> SHORT TASK:
Reproduce only the lines of the listing between the line holding "Flag any blue sneaker you can find." and the line holding "[505,131,738,383]", inclusive, keeping each request as it is. In every bounding-box coordinate, multiply the number by 2.05 and round to a whole number, with halves rounded up.
══════════════════════════════
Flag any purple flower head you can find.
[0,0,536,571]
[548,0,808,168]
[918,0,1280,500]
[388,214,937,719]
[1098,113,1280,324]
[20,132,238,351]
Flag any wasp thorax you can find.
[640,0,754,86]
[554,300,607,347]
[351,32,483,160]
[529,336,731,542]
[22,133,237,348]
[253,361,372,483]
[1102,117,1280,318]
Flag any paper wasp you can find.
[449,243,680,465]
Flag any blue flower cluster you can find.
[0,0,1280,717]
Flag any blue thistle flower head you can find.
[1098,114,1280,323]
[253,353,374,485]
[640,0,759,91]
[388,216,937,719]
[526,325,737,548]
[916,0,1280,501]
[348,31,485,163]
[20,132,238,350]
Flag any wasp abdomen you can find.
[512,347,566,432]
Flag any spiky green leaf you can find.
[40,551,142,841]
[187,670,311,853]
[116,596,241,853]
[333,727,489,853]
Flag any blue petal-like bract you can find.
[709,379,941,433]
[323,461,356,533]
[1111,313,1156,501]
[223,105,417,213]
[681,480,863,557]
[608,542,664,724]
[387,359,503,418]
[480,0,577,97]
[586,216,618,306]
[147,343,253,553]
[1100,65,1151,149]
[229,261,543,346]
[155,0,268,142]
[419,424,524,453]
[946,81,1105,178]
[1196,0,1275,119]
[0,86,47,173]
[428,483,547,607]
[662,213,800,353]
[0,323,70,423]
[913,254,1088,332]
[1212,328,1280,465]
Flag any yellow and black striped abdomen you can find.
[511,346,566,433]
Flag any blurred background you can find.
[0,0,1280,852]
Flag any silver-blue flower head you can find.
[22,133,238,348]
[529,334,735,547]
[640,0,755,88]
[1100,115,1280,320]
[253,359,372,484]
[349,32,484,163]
══════════════════════════════
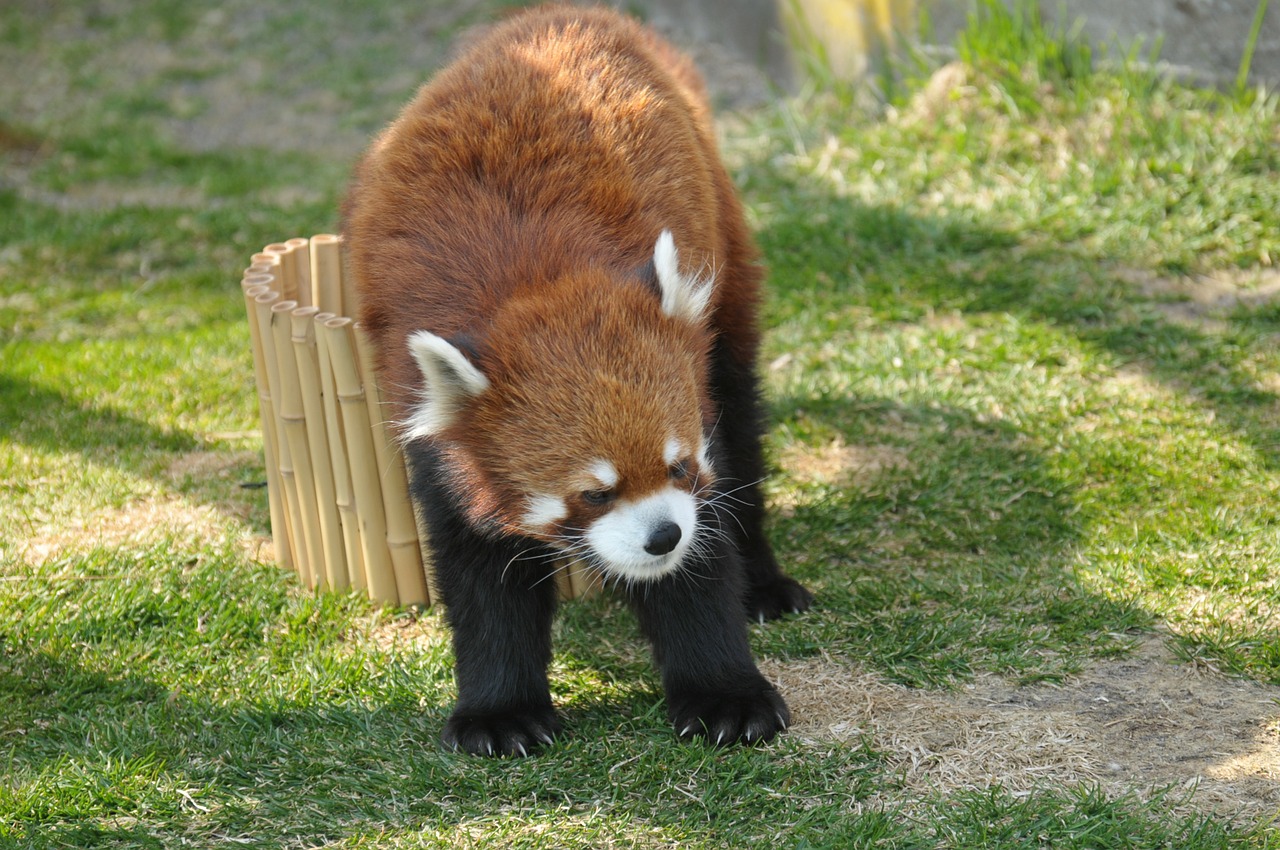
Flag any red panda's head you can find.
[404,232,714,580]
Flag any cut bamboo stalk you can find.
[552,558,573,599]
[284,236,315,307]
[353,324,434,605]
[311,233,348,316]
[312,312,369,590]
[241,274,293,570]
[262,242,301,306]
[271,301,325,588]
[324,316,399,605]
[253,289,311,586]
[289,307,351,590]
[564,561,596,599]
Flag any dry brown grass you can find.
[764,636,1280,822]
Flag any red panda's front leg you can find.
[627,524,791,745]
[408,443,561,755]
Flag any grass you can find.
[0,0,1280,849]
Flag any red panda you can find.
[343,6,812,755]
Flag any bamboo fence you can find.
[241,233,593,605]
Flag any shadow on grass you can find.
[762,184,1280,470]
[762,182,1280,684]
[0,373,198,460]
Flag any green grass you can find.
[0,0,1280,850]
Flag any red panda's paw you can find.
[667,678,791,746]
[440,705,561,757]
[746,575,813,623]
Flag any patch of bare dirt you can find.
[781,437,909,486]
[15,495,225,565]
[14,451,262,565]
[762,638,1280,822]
══════════════════════════════
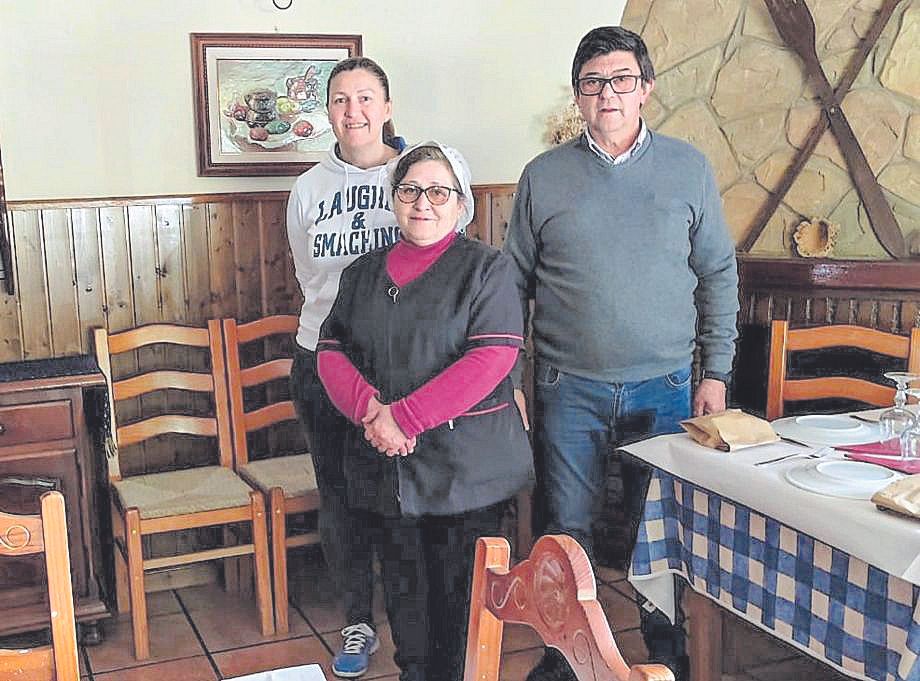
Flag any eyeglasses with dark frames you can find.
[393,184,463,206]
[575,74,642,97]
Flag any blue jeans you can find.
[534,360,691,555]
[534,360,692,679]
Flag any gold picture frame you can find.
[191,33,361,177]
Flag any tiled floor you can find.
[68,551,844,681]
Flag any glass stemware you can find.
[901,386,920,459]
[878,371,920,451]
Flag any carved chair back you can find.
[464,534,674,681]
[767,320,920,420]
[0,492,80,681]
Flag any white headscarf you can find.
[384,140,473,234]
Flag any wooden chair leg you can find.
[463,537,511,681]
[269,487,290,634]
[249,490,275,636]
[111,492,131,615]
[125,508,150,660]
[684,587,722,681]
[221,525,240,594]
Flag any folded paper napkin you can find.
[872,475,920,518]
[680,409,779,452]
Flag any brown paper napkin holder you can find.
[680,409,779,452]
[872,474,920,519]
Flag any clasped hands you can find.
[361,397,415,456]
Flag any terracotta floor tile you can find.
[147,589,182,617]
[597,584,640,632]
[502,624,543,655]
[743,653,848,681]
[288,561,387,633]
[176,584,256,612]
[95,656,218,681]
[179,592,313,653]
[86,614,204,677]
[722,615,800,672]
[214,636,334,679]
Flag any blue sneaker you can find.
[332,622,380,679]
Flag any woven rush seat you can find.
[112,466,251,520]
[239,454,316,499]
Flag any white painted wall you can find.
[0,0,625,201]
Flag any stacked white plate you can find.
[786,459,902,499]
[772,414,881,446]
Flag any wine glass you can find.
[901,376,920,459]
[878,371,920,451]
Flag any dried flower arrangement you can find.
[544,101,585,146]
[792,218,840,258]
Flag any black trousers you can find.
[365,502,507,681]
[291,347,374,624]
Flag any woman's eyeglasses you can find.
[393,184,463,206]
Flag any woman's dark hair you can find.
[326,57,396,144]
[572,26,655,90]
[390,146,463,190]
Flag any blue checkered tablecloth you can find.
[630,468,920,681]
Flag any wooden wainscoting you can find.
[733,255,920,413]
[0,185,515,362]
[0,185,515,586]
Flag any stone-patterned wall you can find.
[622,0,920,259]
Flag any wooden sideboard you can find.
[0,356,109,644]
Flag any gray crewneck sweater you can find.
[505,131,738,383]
══════════════════════════════
> TASK SOLUTION:
Flag any blue sneaker you can find.
[681,1275,779,1392]
Flag any woven rush seat you can find.
[230,955,515,1066]
[490,931,648,1023]
Flag any white painted wall you can find.
[0,0,1281,412]
Flag any stacked white plate you can find.
[1611,941,1849,1023]
[1583,849,1806,914]
Flag any wine glass you can find.
[1847,771,1886,941]
[1800,761,1886,925]
Flag any dried flower arrangement you can find.
[1115,207,1199,299]
[1624,447,1722,529]
Flag any black trousers you can find.
[748,1029,1039,1396]
[597,711,767,1279]
Flag any woman's eyeglasses you can find.
[806,377,949,422]
Flag any woman's dark hair you can find.
[668,117,812,295]
[1173,53,1343,185]
[800,299,949,390]
Flag any blue checkered tablecloth you can find.
[1292,959,1886,1396]
Flag any wooden wainscoting you can find.
[1503,523,1886,847]
[0,379,1056,742]
[0,379,1056,1201]
Flag any stone-patterned wall you can find.
[1275,0,1886,531]
Flag any wooden sideboard you can find.
[0,730,223,1320]
Flag any gray crewneck sweater you can find.
[1035,269,1513,785]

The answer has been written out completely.